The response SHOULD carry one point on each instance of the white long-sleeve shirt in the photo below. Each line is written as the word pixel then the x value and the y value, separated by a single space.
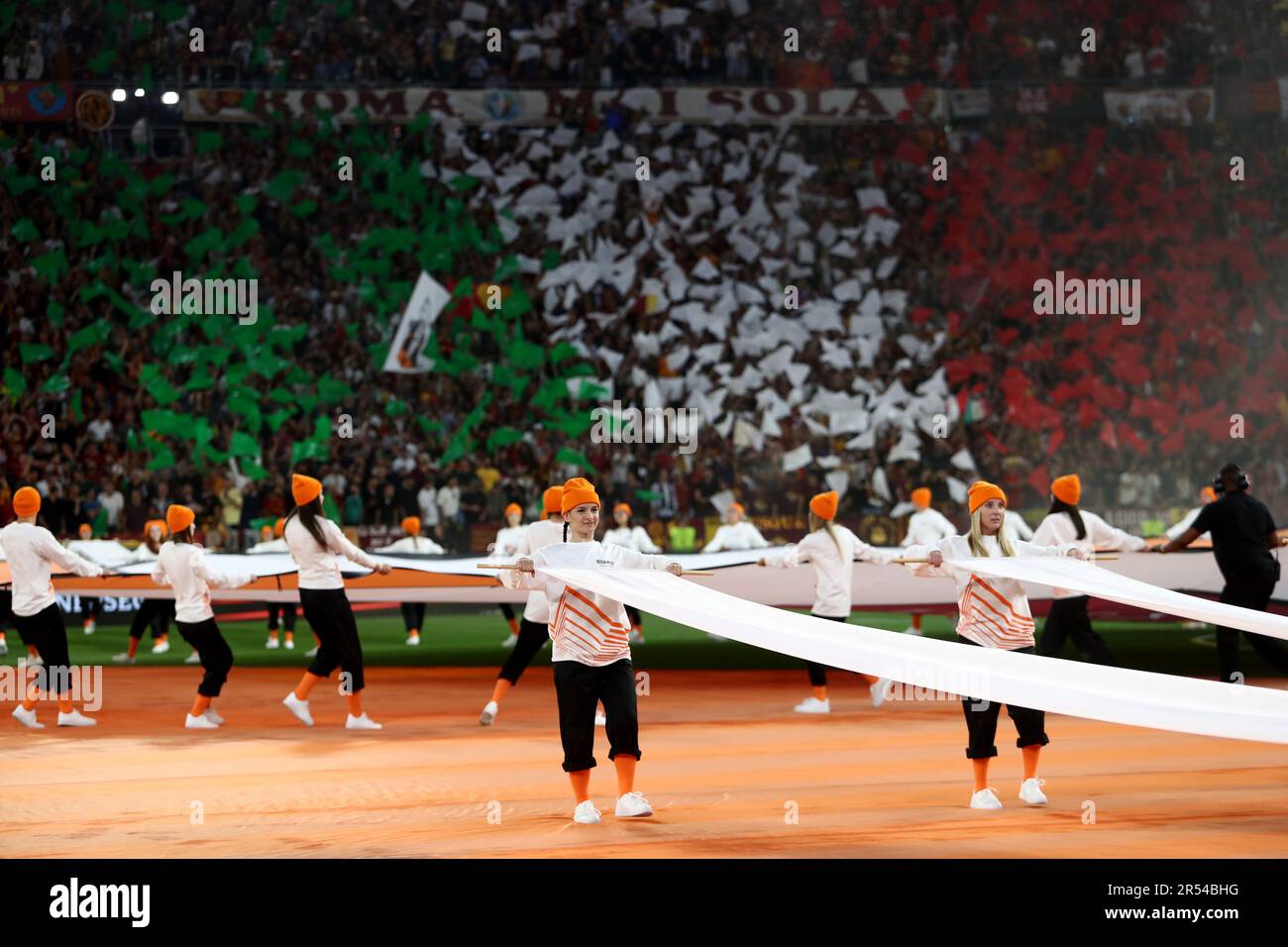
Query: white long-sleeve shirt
pixel 30 551
pixel 537 535
pixel 1175 532
pixel 927 526
pixel 421 545
pixel 584 626
pixel 1057 528
pixel 1016 527
pixel 320 569
pixel 741 535
pixel 183 566
pixel 993 612
pixel 833 567
pixel 277 545
pixel 507 540
pixel 632 538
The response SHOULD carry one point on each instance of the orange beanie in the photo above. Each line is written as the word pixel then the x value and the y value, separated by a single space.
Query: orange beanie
pixel 305 489
pixel 823 505
pixel 1067 488
pixel 983 491
pixel 179 518
pixel 26 501
pixel 552 500
pixel 578 491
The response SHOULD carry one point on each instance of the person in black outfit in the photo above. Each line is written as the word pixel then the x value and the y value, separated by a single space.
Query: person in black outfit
pixel 1243 534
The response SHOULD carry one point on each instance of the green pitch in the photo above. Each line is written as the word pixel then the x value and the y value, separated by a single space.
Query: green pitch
pixel 472 638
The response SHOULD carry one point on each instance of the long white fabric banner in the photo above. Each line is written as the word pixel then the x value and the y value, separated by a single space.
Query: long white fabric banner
pixel 1115 694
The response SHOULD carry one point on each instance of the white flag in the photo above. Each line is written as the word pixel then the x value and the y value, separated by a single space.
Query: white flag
pixel 406 355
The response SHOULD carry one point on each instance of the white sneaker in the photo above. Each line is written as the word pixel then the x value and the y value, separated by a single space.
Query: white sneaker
pixel 812 705
pixel 1030 791
pixel 986 799
pixel 27 718
pixel 362 723
pixel 299 707
pixel 75 719
pixel 632 805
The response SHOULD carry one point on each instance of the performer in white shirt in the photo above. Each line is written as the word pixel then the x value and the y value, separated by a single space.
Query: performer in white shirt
pixel 832 552
pixel 591 651
pixel 156 612
pixel 735 532
pixel 181 565
pixel 631 538
pixel 925 526
pixel 31 551
pixel 535 629
pixel 505 548
pixel 413 612
pixel 316 543
pixel 1173 532
pixel 1068 617
pixel 993 613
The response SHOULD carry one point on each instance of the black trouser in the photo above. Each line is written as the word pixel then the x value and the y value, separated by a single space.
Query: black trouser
pixel 156 612
pixel 217 657
pixel 331 617
pixel 982 720
pixel 46 630
pixel 413 615
pixel 579 689
pixel 532 635
pixel 816 672
pixel 1252 591
pixel 1068 618
pixel 283 609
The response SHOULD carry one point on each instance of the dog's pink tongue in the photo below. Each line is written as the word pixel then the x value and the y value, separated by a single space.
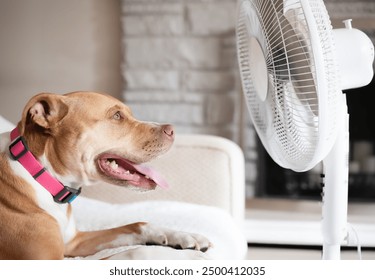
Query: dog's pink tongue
pixel 152 174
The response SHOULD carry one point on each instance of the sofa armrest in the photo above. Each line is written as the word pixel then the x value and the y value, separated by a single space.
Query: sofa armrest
pixel 200 169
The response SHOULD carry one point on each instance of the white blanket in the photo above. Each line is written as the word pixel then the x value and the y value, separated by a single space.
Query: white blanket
pixel 216 224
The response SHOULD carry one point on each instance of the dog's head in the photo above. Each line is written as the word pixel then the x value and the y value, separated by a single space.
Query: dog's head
pixel 86 137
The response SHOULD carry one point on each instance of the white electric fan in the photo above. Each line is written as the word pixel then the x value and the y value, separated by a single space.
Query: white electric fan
pixel 294 67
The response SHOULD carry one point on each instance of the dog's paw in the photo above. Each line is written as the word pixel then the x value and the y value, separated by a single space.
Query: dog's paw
pixel 176 239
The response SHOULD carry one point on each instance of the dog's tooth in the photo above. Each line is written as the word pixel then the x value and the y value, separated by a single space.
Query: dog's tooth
pixel 113 164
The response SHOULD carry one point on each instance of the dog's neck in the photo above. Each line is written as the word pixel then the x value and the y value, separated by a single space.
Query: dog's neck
pixel 21 153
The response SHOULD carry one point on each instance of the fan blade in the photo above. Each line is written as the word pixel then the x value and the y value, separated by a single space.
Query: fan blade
pixel 289 52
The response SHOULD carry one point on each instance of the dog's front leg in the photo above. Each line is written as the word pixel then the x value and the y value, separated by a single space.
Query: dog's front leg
pixel 87 243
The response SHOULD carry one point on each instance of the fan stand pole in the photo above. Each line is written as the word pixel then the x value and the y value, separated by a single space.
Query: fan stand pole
pixel 335 192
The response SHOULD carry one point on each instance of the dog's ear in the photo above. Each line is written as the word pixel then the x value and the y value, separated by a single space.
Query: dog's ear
pixel 44 110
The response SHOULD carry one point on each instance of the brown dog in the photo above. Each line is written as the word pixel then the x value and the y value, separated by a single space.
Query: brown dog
pixel 75 140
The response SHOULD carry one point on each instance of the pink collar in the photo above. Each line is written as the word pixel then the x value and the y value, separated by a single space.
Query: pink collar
pixel 20 152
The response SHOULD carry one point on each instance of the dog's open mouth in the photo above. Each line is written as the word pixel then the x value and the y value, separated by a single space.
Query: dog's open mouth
pixel 121 169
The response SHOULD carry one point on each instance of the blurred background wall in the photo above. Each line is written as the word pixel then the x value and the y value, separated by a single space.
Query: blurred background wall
pixel 57 46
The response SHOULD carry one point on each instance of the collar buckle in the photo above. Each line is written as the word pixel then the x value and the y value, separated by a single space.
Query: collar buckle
pixel 18 148
pixel 66 195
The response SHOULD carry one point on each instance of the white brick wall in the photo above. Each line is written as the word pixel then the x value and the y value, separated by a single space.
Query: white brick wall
pixel 180 65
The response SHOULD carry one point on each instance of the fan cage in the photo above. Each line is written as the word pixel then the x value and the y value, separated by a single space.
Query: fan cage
pixel 297 123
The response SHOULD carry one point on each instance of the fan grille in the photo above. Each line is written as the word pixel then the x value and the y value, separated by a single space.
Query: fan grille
pixel 297 121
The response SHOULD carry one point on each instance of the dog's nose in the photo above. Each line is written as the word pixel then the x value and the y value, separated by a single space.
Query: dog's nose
pixel 168 131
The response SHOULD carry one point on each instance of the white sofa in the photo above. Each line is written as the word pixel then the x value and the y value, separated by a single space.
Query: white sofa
pixel 206 195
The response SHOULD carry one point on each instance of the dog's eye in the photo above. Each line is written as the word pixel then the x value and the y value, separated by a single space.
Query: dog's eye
pixel 117 116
..........
Arrange all the entries above as a two-column CSV with the header row text,answer. Give one row per entry, with the entry's wording under text and its answer under answer. Quote each field, replace line breaks with spaces, and leave out the pictures.

The solution:
text,answer
"The response SHOULD carry one point on each instance of the white long-sleeve shirt in the photo below. Each line is written as the word pixel then the x value and the y value, separated by a single space. Query: white long-sleeve shirt","pixel 30 551 pixel 537 535 pixel 1175 532 pixel 927 526 pixel 421 545 pixel 584 626 pixel 1057 528 pixel 1016 527 pixel 320 569 pixel 741 535 pixel 183 566 pixel 993 612 pixel 833 567 pixel 277 545 pixel 507 540 pixel 632 538"
"The response SHOULD carry one point on each instance of the orange beanie in the photo above. Each line is written as the word pixel then the x value and the y value, separated by a single space. Query: orange beanie","pixel 305 489 pixel 823 505 pixel 1067 488 pixel 983 491 pixel 179 518 pixel 26 501 pixel 552 500 pixel 578 491"
"The response SHOULD carry one point on each instance of the person in black outfit in the photo above. Each line is written as the word pixel then the x value and the y value, separated by a single space. Query: person in black outfit","pixel 1243 534"
"The response SHOULD carry one point on each instance of the green pitch in the photo above. Each line is written as the word pixel then the x value and the y value, separated by a single space. Query: green pitch","pixel 472 638"
"The response SHOULD carry one point on each instance of the long white fabric banner in the photo above. Each line is written as the word pixel then the x value and the y value, separated by a single space. Query: long white fabric banner","pixel 1115 694"
"The response SHOULD carry one point on each instance of the white flag in the photo above. Each line is written as the word pixel then the x value and the y value, separated by a single space. Query: white flag","pixel 406 355"
"The response SHOULD carry one point on each instance of the white sneaker in the photo above. Each line is written as the word pixel then the x value and the y value, separated by a single space. Query: white sneaker","pixel 812 705 pixel 1030 791 pixel 986 799 pixel 27 718 pixel 362 723 pixel 299 707 pixel 75 719 pixel 632 805"
"The response SHOULD carry one point on each instance of the performer in white shirt in the photo above. Each line is written as the word pixel then the x value and the y value, separated by a single space. Query: performer in white shirt","pixel 832 552 pixel 591 651 pixel 156 612 pixel 735 532 pixel 181 565 pixel 631 538 pixel 925 526 pixel 31 551 pixel 535 629 pixel 505 548 pixel 413 612 pixel 316 543 pixel 1173 532 pixel 1068 617 pixel 993 613"
"The response SHOULD carry one point on each instance of the black trouser in the photo above. Each line is written as the word pixel then the x value and the y value, separated by a single space. Query: black trouser","pixel 156 612 pixel 217 657 pixel 331 617 pixel 982 720 pixel 46 630 pixel 413 615 pixel 579 689 pixel 532 635 pixel 816 672 pixel 1252 591 pixel 1068 618 pixel 283 609"
"The response SHOULD carry one point on each instance of the dog's pink tongue in the photo below. Each line is written as the word pixel then the x value and the y value, separated by a single space. Query: dog's pink tongue","pixel 152 174"
"The response SHOULD carry one point on each instance of the sofa armrest in the photo above. Each line is written as the word pixel then the x value and the y value, separated by a single space. Query: sofa armrest","pixel 200 169"
"The response SHOULD carry one point on each instance of the white blanket in the photo above. Each line is written as the word pixel then the x value and the y value, separated by a single space. Query: white blanket","pixel 216 224"
"The response SHOULD carry one point on each instance of the dog's head in the photo above. Each line is written as the word pixel then the x value and the y value, separated by a single space. Query: dog's head","pixel 86 137"
"The response SHOULD carry one point on each instance of the white electric fan in the photo above. Each line is written as the word pixel then the x value and the y value, separated by a single space. Query: white electric fan","pixel 294 67"
"The response SHOULD carry one point on each instance of the dog's paw in the photo above. Each line is written as the word pixel then the x value and the y value, separated by a single space. Query: dog's paw","pixel 176 239"
"The response SHOULD carry one point on each instance of the dog's tooth in the photo above. Each line is written as the word pixel then the x value and the y value, separated by a single space. Query: dog's tooth","pixel 113 164"
"The response SHOULD carry one point on each instance of the dog's neck in the photo above. Each line is written as the word pixel then the x value and the y value, separated by a single space. Query: dog's neck","pixel 21 153"
"The response SHOULD carry one point on each instance of the fan blade in the photo above. Each line is written as the word pixel then the x value and the y value, separated by a single space. Query: fan blade","pixel 289 52"
"The response SHOULD carry one point on each instance of the dog's front leg in the photo above. Each line is written as the word pixel then the x value and the y value, separated by a single space. Query: dog's front leg","pixel 87 243"
"The response SHOULD carry one point on each instance of the fan stand pole in the photo above. Each line is written as the word pixel then the x value and the y value, separated by a single space. Query: fan stand pole","pixel 335 192"
"The response SHOULD carry one point on each instance of the dog's ear in the photo above. Each line is written as the word pixel then the x value and the y value, separated by a single space. Query: dog's ear","pixel 44 110"
"The response SHOULD carry one point on each instance of the brown dog in the photo above. Each line is written as the word pixel then the x value and the y value, separated by a single space. Query: brown dog","pixel 75 140"
"The response SHOULD carry one point on each instance of the pink collar in the photo above. Each line is written as the word pixel then the x value and the y value, separated by a single space. Query: pink collar","pixel 20 152"
"The response SHOULD carry one point on each instance of the dog's open mouth in the photo above. Each line is written as the word pixel then the x value and the y value, separated by a single space. Query: dog's open mouth","pixel 121 169"
"The response SHOULD carry one point on each instance of the blurred background wall in the photo above. Each line is written as the word pixel then the x value and the y value, separated by a single space. Query: blurred background wall","pixel 57 46"
"The response SHOULD carry one point on each instance of the collar buckle in the photo above. Each line is written as the word pixel then the x value and the y value, separated by a single space. Query: collar buckle","pixel 18 148 pixel 66 195"
"The response SHOULD carry one point on each instance of the white brick wall in the photo above. Each line is written as the word pixel then the x value and the y value, separated by a single space. Query: white brick wall","pixel 180 65"
"The response SHOULD carry one point on each instance of the fan cage in the photo above. Each line is written as the word pixel then the x value and the y value, separated by a single space. Query: fan cage","pixel 297 123"
"The response SHOULD carry one point on each instance of the fan grille in the photo above. Each line is written as the word pixel then the x value and the y value, separated by a single space. Query: fan grille","pixel 297 121"
"The response SHOULD carry one point on each instance of the dog's nose in the photo above. Each line is written as the word pixel then the x value and the y value, separated by a single space. Query: dog's nose","pixel 168 131"
"The response SHOULD carry one point on each instance of the white sofa in the photo above. Each line is written as the word pixel then the x value and the y value, separated by a single space. Query: white sofa","pixel 206 195"
"The response SHOULD carry one point on each instance of the dog's eye in the photo above. Each line is written as the word pixel then the x value and the y value, separated by a single space. Query: dog's eye","pixel 117 116"